Setzen Sie den Textauszug über die Nutzenbewertung von Reboxetin im Anschluss an seinen letzten Satz fort.

• [AUSGEWÄHLTER TEXTAUSZUG]
___
Das Antidepressivum wurde nach Informationen des IQWiG in mindestens 16 Studien getestet, von neun Untersuchungen fehlten den Wissenschaftlern zufolge jedoch zentrale Informationen zum Abschneiden von Reboxetin. Dadurch könne es zu einer verzerrten Bewertung kommen. „Irreführung durch Verschweigen ist kein Kavaliersdelikt“, sagte IQWIG-Chef Professor Dr. Peter Sawicki. Dem Institut lagen eigenen Angaben zufolge nur Daten für rund 1600 Patienten vor, obwohl an den Studien 3000 weitere Patienten teilgenommen hatten.

Pfizer bekräftigte, all diejenigen Daten, die sich aus Sicht des Konzerns für eine Nutzenbewertung von Edronax auch im Vergleich zu anderen Arzneimitteln eignen, zur Verfügung gestellt zu haben. Ein Zurückhalten von Studiendaten zum Nachteil von Ärzten und Patienten sei „nicht erkennbar“. Außerdem sei Edronax ein älteres Präparat, das nur noch bei einem kleinen Teil der Patienten eingesetzt werde.

Das Urteil des IQWiG fällt entsprechend deutlich aus: Aus den derzeit vorliegenden Daten gehe kein Beleg für einen Nutzen einer Behandlung mit Reboxetin hervor. Diese Einschätzung könnte für Pfizer unangenehme Folgen haben: Gibt es für ein Mittel keinen Nutzenbeleg, kann der gemeinsame Bundesausschuss (G-BA) es letztlich aus dem Leistungskatalog der Kassen streichen.
___
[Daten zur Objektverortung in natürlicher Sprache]
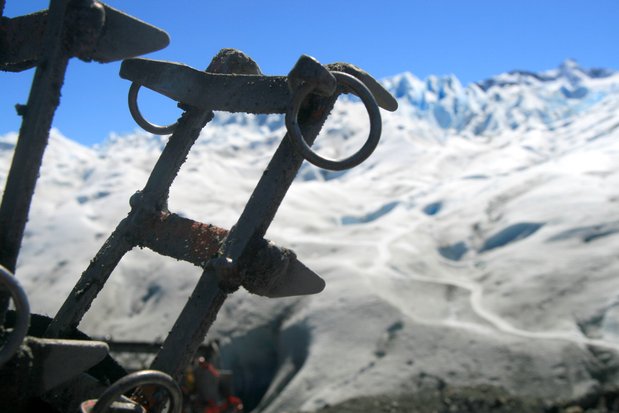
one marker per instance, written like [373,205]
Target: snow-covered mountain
[478,245]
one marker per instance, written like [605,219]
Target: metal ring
[362,154]
[22,315]
[136,379]
[139,119]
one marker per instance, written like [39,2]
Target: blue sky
[472,39]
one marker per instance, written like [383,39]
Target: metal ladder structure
[48,362]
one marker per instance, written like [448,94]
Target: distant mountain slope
[478,245]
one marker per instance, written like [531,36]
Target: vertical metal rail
[210,292]
[152,198]
[33,137]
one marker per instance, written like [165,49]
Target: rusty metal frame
[232,82]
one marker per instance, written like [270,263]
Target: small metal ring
[139,119]
[22,315]
[362,154]
[140,378]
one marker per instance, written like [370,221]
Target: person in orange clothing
[209,389]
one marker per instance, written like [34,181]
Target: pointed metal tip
[125,36]
[290,277]
[297,280]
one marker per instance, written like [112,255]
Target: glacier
[477,246]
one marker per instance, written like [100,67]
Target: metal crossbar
[233,82]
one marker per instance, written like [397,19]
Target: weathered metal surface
[95,31]
[43,364]
[149,224]
[275,271]
[222,276]
[33,135]
[142,378]
[212,91]
[22,309]
[229,259]
[68,28]
[250,93]
[358,88]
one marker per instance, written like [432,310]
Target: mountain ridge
[454,256]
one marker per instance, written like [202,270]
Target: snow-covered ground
[478,245]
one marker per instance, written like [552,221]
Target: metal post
[208,296]
[33,137]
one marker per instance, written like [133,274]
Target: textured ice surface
[477,245]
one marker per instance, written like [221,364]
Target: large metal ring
[362,154]
[141,378]
[22,315]
[139,119]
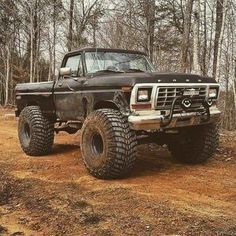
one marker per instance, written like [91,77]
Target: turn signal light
[141,106]
[127,89]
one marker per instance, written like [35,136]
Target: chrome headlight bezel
[144,94]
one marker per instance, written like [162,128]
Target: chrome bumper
[153,120]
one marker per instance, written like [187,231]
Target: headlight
[144,94]
[213,93]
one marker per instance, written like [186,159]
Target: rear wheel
[35,131]
[108,145]
[196,144]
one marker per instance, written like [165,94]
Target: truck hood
[130,79]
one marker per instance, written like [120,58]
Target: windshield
[117,62]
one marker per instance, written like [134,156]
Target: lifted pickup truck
[118,101]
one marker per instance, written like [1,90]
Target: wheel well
[105,104]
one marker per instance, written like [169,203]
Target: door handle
[83,82]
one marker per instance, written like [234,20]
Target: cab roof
[116,50]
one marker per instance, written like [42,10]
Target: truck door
[68,91]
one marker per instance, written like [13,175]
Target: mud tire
[35,131]
[196,144]
[108,145]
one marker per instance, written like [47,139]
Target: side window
[75,64]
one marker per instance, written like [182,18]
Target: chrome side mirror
[65,71]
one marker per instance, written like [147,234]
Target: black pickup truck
[118,101]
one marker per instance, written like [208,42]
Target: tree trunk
[220,42]
[186,36]
[219,19]
[196,24]
[70,34]
[7,76]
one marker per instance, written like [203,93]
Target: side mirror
[65,71]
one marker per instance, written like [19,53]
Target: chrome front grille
[167,95]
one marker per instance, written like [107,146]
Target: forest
[192,36]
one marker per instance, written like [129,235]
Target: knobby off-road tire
[108,145]
[35,131]
[196,144]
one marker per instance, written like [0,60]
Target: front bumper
[153,120]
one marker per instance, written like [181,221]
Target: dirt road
[54,195]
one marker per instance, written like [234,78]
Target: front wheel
[196,144]
[108,145]
[35,131]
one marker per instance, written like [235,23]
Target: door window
[74,63]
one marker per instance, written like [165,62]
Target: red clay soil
[54,195]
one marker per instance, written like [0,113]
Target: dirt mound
[54,195]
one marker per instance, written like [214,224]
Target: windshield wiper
[107,70]
[134,70]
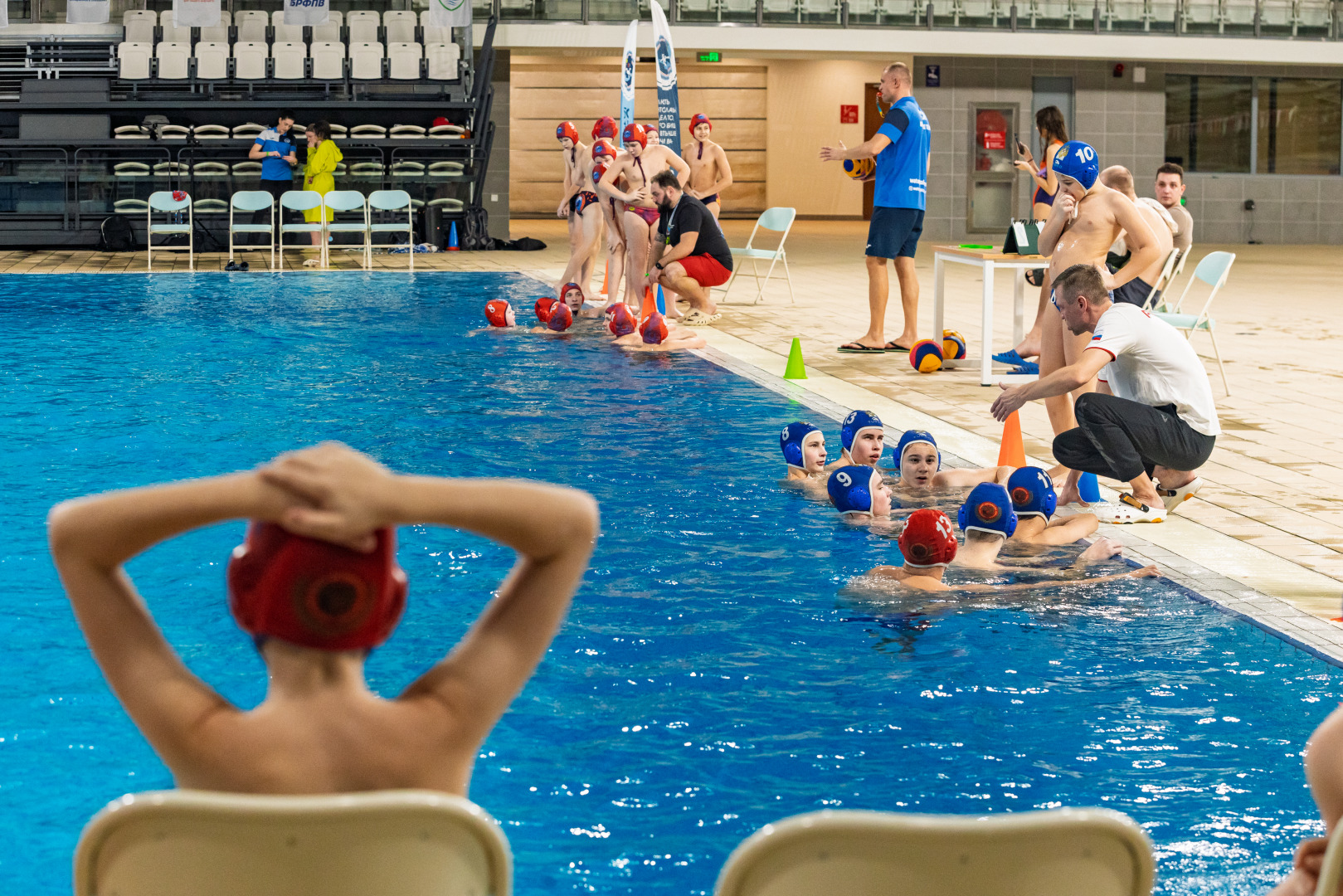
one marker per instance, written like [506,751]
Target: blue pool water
[716,674]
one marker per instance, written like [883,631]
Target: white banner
[631,46]
[88,12]
[450,14]
[195,14]
[669,108]
[306,12]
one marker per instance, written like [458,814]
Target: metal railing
[1316,19]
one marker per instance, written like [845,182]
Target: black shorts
[895,231]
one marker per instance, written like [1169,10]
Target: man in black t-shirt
[692,254]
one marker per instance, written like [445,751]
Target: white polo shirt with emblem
[1152,364]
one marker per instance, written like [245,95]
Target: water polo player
[317,586]
[920,466]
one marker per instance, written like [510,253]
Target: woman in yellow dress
[323,158]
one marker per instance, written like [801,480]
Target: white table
[987,261]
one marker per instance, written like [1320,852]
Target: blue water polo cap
[916,437]
[1032,492]
[790,442]
[1078,160]
[987,509]
[854,425]
[850,489]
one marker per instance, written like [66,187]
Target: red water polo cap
[314,592]
[634,134]
[928,539]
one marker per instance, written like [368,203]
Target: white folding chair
[405,61]
[211,65]
[1162,280]
[394,201]
[1061,852]
[366,60]
[163,202]
[288,61]
[134,61]
[411,843]
[253,202]
[348,201]
[1213,270]
[173,60]
[301,201]
[442,61]
[328,60]
[776,219]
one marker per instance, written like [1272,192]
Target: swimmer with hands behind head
[317,586]
[920,465]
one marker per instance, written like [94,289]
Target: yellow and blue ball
[859,168]
[952,345]
[926,356]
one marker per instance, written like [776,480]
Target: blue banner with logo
[669,108]
[631,47]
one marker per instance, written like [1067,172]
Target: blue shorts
[895,231]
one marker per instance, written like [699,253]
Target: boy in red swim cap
[317,586]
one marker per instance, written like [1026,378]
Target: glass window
[1299,127]
[1208,123]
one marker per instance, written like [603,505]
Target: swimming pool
[716,672]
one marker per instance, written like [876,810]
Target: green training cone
[796,371]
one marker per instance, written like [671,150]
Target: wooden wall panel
[546,90]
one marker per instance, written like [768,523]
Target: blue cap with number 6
[1078,160]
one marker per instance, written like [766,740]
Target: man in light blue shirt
[275,148]
[900,149]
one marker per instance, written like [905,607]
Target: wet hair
[1049,121]
[1117,178]
[902,71]
[666,179]
[1082,280]
[1171,168]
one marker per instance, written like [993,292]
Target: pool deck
[1265,535]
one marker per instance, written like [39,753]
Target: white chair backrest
[163,201]
[1064,852]
[299,199]
[411,843]
[253,201]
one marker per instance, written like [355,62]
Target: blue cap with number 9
[1078,160]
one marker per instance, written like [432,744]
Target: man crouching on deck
[317,586]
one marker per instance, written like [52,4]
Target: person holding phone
[1053,134]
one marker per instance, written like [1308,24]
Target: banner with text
[631,47]
[450,14]
[195,14]
[669,108]
[88,12]
[306,12]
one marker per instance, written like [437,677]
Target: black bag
[475,230]
[117,236]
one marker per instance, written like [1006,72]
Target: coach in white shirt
[1151,416]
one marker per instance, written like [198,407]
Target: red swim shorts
[705,270]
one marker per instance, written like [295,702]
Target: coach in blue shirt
[275,148]
[900,148]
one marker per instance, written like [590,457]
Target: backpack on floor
[117,236]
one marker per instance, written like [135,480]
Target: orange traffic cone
[1013,450]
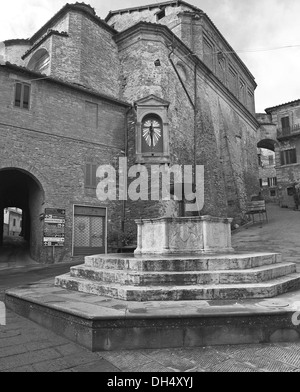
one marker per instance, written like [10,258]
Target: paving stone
[125,359]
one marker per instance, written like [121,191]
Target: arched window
[152,134]
[40,62]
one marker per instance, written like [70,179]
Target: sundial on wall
[152,132]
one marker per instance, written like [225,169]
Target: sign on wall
[54,227]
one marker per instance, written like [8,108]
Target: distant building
[268,174]
[285,120]
[83,92]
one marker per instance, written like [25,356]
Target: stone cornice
[77,7]
[165,33]
[45,37]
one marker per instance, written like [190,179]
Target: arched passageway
[21,190]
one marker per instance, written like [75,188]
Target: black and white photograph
[150,189]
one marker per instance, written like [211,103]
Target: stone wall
[52,142]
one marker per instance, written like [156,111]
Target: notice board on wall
[54,227]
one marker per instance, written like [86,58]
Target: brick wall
[226,139]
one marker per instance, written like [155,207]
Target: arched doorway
[21,191]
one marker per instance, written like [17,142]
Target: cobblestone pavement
[26,347]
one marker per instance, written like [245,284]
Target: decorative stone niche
[152,131]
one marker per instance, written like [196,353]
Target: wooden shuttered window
[288,157]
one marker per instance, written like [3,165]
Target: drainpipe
[126,156]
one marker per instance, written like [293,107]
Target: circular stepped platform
[188,278]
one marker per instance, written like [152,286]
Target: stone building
[157,85]
[286,124]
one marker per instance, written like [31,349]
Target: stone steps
[145,278]
[183,263]
[268,289]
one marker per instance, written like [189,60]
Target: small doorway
[89,231]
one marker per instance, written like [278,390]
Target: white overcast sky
[248,25]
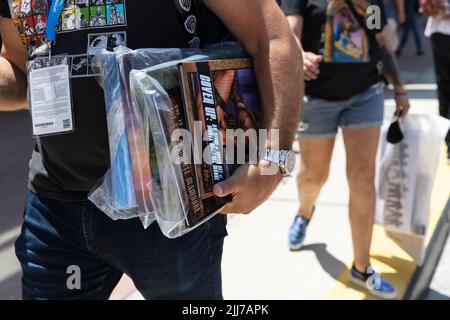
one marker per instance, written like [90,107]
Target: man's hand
[311,65]
[277,60]
[248,187]
[402,103]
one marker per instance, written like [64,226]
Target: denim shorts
[321,118]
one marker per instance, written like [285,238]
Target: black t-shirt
[67,166]
[331,29]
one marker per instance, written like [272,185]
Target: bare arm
[13,57]
[262,29]
[311,61]
[264,32]
[392,75]
[296,25]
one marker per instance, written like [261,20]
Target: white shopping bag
[405,179]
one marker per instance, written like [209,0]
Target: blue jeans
[59,234]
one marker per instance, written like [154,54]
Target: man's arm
[392,75]
[13,80]
[264,32]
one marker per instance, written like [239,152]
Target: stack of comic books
[218,95]
[205,99]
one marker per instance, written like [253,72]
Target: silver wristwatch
[285,159]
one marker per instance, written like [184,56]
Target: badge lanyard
[50,96]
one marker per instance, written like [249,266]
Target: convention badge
[50,96]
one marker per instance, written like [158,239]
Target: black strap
[189,13]
[376,51]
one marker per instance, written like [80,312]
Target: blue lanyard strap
[53,17]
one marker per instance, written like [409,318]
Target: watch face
[290,161]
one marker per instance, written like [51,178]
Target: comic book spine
[178,121]
[210,119]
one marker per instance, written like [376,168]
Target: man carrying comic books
[61,228]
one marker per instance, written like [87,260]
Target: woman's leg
[315,157]
[361,147]
[416,32]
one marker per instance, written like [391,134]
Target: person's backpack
[435,8]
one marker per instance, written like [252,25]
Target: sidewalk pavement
[257,263]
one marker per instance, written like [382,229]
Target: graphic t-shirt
[331,29]
[67,166]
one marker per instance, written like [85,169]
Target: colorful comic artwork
[86,14]
[30,19]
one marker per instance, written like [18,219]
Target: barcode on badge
[45,124]
[66,123]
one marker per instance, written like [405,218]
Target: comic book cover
[220,95]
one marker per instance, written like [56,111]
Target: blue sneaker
[297,233]
[373,283]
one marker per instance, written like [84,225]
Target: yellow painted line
[388,257]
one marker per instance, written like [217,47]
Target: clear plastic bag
[137,184]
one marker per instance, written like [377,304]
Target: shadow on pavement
[330,264]
[435,295]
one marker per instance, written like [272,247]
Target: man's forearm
[278,67]
[13,87]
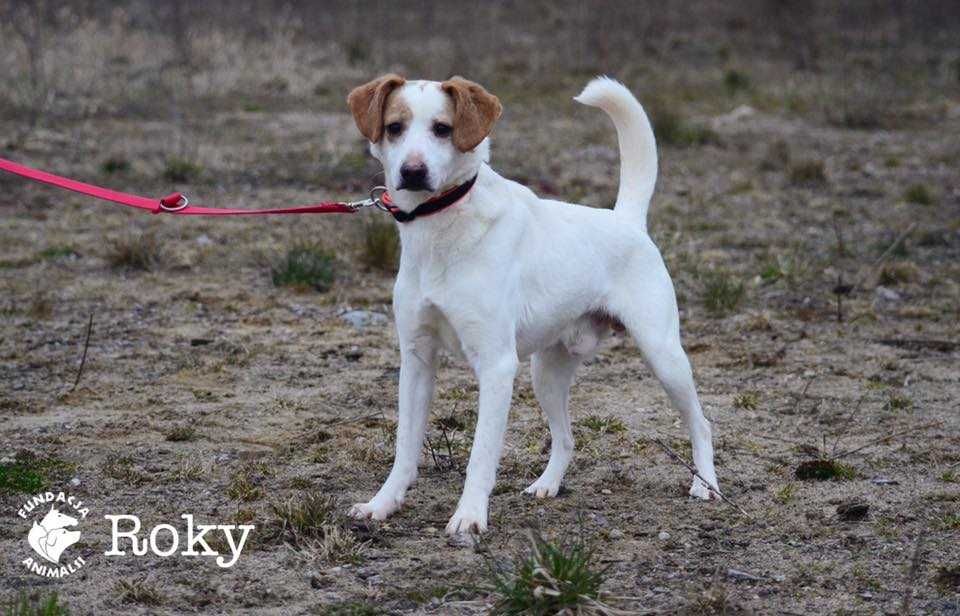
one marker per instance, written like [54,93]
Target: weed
[722,292]
[141,252]
[898,402]
[139,591]
[603,425]
[919,194]
[181,170]
[381,245]
[304,516]
[747,400]
[672,129]
[181,434]
[823,470]
[306,266]
[62,251]
[785,494]
[115,165]
[808,172]
[36,604]
[243,489]
[735,81]
[549,579]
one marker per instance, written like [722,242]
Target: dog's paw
[700,490]
[469,518]
[544,488]
[376,509]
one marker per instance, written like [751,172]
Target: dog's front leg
[495,374]
[417,375]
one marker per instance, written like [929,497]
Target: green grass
[824,470]
[919,194]
[549,579]
[603,425]
[64,251]
[30,474]
[114,165]
[722,292]
[36,605]
[381,245]
[305,266]
[181,170]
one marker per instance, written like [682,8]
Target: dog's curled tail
[638,148]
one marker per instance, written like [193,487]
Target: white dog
[494,274]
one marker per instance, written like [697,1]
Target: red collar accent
[430,206]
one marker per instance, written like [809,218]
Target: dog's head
[428,135]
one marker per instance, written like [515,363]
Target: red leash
[177,203]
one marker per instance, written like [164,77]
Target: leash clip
[174,202]
[374,200]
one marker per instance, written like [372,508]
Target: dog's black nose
[413,177]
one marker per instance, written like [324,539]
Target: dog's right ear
[367,103]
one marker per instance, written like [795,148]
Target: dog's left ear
[475,112]
[368,102]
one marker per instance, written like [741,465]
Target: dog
[495,275]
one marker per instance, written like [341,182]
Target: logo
[54,533]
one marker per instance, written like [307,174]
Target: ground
[815,255]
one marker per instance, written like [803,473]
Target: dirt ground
[815,256]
___
• [LÖSUNG]
Auch der Hersteller Essex Pharma ist laut IQWIG Informationen zu Mirtazapin schuldig geblieben. Nur 27 von 31 potenziell relevanten Studien seien für die Analyse zur Verfügung gestellt worden. Mirtazapin bessert Depressionen demnach; die Aussichten auf Heilung seien aber nicht größer als unter Placebo. Zudem hätten Patienten die Behandlung oft wegen Nebenwirkungen abbrechen müssen. Wegen der fehlenden Daten gelten diese Einschätzungen bislang unter Vorbehalt.

GlaxoSmithKline stellte für Bupropion den Angaben zufolge alle Daten vollständig bereit. Für diesen Wirkstoff ergaben sich dem Bericht zufolge im Vergleich mit Placebo in der Akuttherapie und zur Vorbeugung eines Rückfalls in eine so genannte Winterdepression Belege für einen Nutzen.

Das Publikationsverhalten der Hersteller stand schon öfter in der Kritik des IQWiG. Das Institut fordert nun eine europaweite gesetzliche Verpflichtung zur Veröffentlichung der Ergebnisse klinischer Studien, wie sie in den USA seit 2008 bestehe. Die Maßnahmen, die in Deutschland und Europa weitgehend auf freiwillige Lösungen setzen, reichen nach Ansicht des IQWiG nicht aus.